Turn the records into a numbered list, starting at their first line and ending after the line that contains "POLYGON ((238 167, 218". Omit blank lines.
..........
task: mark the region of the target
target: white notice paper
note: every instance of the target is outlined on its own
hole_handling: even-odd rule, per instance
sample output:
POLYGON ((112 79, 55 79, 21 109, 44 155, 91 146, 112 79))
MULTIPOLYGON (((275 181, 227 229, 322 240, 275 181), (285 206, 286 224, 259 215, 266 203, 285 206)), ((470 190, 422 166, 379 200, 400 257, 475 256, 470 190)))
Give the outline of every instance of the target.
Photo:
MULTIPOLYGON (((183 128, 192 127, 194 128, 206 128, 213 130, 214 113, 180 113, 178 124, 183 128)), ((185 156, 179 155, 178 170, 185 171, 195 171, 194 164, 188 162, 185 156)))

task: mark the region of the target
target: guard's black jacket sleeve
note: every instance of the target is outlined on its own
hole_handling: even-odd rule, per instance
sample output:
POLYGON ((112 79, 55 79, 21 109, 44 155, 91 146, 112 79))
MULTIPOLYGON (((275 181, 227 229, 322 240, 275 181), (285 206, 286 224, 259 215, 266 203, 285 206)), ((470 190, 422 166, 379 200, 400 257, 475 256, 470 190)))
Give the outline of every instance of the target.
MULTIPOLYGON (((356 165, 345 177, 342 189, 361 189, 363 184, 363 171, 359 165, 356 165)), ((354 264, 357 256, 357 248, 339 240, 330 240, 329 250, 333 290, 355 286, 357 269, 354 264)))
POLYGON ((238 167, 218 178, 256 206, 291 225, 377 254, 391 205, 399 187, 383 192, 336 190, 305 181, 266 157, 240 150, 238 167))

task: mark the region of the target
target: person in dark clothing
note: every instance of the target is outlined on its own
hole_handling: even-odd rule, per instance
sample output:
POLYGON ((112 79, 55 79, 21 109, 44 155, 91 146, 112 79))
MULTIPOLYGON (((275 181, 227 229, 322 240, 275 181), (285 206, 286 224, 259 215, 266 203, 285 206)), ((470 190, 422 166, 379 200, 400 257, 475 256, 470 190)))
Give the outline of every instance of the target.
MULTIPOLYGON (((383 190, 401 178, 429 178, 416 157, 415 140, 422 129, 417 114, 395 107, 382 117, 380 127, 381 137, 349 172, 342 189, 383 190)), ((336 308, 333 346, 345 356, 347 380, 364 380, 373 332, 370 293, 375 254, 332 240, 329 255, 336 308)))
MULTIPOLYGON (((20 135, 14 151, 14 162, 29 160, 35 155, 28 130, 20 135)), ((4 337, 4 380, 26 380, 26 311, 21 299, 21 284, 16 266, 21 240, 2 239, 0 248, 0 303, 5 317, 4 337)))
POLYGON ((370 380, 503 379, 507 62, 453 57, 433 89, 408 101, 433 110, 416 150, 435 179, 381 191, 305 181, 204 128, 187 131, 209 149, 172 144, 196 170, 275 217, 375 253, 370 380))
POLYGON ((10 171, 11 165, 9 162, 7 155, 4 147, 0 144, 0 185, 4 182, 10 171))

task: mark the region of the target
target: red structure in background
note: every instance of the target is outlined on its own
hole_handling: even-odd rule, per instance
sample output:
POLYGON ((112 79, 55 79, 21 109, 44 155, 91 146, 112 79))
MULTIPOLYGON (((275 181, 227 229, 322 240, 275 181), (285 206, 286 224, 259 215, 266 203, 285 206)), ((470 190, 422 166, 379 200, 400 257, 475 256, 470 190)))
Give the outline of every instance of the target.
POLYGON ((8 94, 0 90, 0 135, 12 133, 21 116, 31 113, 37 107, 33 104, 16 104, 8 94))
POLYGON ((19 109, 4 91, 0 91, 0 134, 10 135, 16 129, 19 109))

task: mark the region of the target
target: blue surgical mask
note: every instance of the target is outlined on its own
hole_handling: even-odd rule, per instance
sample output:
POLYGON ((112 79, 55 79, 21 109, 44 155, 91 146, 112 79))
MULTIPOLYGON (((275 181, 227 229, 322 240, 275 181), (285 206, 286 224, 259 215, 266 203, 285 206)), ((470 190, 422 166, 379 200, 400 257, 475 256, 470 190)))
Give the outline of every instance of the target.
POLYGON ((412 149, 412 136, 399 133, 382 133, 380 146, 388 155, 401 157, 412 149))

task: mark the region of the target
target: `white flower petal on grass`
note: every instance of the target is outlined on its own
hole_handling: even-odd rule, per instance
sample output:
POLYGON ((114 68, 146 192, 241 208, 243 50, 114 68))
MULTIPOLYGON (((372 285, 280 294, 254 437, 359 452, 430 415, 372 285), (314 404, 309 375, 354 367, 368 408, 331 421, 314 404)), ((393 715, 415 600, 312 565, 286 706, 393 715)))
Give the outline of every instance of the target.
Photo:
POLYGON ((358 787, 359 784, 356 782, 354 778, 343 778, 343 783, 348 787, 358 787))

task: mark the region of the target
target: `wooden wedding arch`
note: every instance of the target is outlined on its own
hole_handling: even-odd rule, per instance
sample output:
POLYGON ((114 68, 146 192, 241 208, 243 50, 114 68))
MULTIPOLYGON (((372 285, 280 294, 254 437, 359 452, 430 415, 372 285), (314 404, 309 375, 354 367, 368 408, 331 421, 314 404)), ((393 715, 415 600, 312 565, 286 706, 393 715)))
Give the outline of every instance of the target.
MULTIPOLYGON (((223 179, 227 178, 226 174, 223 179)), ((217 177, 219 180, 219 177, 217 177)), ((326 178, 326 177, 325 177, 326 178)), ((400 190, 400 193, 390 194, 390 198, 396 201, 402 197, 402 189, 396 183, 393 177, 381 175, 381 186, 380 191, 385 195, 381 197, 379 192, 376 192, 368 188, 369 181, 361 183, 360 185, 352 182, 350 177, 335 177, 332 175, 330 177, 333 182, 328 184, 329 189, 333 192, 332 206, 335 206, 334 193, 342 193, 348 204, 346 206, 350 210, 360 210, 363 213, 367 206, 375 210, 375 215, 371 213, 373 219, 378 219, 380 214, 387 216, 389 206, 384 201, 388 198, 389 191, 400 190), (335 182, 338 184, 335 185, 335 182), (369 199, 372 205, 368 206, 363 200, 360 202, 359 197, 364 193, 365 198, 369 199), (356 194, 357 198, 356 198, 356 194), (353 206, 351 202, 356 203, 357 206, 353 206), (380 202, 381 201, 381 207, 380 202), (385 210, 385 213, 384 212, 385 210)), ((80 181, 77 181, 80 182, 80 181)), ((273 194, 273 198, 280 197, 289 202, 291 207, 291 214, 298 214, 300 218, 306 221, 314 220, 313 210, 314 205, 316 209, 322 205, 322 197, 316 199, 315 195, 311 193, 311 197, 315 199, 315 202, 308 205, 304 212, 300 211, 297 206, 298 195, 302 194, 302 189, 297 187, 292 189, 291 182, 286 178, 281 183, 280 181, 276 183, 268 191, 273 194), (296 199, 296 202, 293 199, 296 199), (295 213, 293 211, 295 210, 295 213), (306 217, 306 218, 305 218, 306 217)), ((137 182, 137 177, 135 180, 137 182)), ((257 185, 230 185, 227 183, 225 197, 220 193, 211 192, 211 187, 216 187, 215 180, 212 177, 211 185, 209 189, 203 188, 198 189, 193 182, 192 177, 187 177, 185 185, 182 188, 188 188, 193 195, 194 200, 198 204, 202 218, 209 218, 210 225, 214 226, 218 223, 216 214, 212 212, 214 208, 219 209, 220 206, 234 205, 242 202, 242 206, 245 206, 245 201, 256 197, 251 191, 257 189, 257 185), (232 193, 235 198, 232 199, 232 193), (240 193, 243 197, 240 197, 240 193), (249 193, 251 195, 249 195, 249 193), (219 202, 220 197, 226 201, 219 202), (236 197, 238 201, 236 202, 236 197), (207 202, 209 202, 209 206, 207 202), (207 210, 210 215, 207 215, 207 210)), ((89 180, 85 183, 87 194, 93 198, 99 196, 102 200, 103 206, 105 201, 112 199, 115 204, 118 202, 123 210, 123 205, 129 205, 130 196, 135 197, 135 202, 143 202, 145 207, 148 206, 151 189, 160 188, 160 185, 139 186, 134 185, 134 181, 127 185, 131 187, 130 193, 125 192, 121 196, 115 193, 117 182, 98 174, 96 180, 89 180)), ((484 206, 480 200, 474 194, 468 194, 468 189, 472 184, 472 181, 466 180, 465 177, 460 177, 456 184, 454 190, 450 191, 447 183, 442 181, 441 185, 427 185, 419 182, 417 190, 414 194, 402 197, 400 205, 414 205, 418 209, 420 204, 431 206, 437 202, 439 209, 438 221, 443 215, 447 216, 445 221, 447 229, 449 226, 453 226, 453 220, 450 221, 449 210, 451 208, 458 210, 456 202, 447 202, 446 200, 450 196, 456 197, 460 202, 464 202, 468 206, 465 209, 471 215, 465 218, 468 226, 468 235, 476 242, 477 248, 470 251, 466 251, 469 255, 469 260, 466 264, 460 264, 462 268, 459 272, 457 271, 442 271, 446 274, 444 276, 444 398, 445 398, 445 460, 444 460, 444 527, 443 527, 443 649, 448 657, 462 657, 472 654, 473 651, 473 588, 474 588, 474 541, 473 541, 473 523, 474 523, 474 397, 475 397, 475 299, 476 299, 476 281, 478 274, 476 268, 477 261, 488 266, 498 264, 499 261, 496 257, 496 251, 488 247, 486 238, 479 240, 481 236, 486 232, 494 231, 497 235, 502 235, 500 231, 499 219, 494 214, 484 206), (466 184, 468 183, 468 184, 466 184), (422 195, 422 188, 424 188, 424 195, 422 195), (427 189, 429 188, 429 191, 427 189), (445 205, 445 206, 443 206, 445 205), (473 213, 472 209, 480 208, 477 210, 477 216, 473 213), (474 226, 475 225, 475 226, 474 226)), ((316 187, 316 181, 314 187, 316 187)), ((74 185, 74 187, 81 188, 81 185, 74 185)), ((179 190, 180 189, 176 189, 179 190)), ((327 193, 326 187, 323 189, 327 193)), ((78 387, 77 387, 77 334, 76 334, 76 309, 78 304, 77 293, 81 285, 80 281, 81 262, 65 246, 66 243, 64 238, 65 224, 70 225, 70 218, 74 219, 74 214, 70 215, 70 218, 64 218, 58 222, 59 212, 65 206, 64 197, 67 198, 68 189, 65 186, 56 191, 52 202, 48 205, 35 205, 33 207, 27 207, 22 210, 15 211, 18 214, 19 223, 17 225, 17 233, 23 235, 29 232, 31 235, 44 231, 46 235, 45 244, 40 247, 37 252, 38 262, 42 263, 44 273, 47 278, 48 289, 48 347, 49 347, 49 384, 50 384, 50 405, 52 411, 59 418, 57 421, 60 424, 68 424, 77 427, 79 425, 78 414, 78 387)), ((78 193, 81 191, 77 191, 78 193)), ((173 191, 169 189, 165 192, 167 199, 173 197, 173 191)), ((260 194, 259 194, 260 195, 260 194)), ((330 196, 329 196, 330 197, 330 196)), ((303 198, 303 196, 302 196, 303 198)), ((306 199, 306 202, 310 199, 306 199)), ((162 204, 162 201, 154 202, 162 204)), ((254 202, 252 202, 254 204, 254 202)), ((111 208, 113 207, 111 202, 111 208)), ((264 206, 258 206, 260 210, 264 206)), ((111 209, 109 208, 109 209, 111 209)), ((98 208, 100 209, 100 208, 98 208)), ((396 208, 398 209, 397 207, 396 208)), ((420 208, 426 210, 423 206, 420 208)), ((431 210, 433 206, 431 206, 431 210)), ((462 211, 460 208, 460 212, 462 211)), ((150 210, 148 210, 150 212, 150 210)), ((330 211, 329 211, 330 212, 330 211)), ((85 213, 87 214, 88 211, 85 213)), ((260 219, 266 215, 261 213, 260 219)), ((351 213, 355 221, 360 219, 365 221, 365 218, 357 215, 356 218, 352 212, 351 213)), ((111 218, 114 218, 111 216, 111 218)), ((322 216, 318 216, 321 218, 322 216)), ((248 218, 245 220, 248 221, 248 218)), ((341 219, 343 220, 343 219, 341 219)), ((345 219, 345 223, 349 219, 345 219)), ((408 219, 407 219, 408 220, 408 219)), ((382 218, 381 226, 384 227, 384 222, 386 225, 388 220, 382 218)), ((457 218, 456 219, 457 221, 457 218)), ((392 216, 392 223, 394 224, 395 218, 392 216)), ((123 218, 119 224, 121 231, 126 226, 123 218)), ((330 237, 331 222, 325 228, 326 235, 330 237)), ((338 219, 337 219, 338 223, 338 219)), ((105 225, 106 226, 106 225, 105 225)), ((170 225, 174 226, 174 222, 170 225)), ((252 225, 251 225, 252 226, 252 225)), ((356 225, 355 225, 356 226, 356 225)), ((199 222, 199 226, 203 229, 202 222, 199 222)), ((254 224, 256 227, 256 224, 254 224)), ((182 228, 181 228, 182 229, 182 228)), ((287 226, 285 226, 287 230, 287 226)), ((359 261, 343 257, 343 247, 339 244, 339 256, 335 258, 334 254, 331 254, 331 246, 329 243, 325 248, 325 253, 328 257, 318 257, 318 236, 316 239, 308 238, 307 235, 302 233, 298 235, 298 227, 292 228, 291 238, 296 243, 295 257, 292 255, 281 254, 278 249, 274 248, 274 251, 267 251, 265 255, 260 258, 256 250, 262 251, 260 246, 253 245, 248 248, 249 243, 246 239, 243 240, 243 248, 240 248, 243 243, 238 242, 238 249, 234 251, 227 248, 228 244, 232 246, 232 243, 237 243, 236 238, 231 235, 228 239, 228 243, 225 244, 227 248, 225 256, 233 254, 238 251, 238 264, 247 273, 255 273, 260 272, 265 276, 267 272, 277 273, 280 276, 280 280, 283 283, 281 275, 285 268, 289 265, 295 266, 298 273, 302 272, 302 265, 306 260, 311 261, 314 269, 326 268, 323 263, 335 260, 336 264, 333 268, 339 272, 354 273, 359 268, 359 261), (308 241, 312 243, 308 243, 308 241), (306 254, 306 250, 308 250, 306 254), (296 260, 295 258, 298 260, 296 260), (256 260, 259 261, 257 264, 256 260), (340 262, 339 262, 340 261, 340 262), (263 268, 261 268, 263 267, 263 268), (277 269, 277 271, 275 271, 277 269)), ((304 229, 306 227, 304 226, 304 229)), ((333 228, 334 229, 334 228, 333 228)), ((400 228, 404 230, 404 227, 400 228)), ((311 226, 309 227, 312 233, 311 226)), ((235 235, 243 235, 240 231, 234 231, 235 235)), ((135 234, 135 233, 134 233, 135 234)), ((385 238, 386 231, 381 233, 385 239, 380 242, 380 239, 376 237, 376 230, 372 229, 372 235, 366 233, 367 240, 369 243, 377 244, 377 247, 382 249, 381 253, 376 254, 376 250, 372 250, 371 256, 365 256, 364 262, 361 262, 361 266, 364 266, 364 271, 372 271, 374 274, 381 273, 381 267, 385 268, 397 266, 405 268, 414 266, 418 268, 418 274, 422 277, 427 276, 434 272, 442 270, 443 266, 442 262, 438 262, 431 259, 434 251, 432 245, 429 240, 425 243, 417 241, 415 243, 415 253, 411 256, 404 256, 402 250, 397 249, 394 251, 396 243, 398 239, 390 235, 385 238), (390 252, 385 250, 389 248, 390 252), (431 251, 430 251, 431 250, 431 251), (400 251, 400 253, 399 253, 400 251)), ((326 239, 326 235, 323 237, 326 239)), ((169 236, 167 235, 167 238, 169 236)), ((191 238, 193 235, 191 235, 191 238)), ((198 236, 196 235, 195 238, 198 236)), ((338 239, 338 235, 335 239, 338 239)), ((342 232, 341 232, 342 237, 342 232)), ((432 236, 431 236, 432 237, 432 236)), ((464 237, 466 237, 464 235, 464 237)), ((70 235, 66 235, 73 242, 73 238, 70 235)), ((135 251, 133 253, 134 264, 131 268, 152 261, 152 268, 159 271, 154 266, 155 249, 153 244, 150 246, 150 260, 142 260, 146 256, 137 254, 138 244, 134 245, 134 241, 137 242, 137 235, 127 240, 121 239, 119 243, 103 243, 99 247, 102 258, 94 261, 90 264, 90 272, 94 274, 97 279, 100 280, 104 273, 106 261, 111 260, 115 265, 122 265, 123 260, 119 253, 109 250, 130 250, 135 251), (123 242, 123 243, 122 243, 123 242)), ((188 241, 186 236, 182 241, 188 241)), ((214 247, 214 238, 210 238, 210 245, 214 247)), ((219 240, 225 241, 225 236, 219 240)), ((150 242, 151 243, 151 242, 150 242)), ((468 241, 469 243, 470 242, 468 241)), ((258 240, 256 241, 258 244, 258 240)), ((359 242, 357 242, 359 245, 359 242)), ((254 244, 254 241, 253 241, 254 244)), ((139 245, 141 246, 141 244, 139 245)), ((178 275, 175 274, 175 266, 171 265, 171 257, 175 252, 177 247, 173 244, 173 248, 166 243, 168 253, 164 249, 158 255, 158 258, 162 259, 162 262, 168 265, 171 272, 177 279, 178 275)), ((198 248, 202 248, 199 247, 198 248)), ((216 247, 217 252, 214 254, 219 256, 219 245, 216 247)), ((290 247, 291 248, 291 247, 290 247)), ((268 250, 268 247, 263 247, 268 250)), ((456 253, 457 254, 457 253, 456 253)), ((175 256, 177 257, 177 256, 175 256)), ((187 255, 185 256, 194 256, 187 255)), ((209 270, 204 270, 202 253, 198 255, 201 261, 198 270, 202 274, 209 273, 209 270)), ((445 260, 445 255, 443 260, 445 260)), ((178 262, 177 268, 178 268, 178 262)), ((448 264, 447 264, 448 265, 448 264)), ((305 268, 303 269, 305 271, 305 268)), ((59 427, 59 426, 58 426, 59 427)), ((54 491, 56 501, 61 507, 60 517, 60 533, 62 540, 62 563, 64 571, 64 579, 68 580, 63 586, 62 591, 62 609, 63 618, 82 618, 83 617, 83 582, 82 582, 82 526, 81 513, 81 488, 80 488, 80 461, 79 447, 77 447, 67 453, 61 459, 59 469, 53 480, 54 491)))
..........
- COMPLETE OUTPUT -
1. task: mark the region of the target
2. target: white notice paper
3. note: every instance of the target is outlined on its own
4. hole_handling: even-odd rule, per instance
5. sample output:
6. POLYGON ((112 79, 55 79, 21 109, 44 155, 91 146, 112 79))
7. MULTIPOLYGON (((275 181, 227 229, 322 240, 275 181), (285 206, 286 224, 259 215, 266 203, 285 206)), ((470 190, 422 166, 379 200, 400 257, 475 256, 470 190)))
8. Give the outline of every instance of the target.
9. Photo:
10. MULTIPOLYGON (((183 128, 192 127, 194 128, 206 128, 213 130, 214 113, 180 113, 178 124, 183 128)), ((185 156, 179 155, 178 170, 185 171, 195 171, 194 164, 188 162, 185 156)))
11. task: mark the region of the target
12. target: guard's black jacket sleeve
13. note: every instance of the target is outlined on its own
14. hole_handling: even-odd rule, per instance
15. sample output:
16. POLYGON ((112 79, 55 79, 21 109, 44 155, 91 146, 112 79))
17. MULTIPOLYGON (((275 181, 227 229, 322 240, 275 181), (285 206, 286 224, 259 215, 266 203, 285 206)), ((470 190, 422 166, 379 200, 400 257, 475 256, 470 190)))
18. Give the outline of every instance of the target.
19. MULTIPOLYGON (((356 165, 345 177, 342 189, 361 189, 363 184, 363 171, 359 165, 356 165)), ((354 264, 357 256, 357 248, 339 240, 330 240, 329 250, 333 290, 355 286, 357 269, 354 264)))
20. POLYGON ((238 167, 218 178, 256 206, 291 225, 377 254, 391 205, 399 187, 383 192, 336 190, 305 181, 266 157, 240 150, 238 167))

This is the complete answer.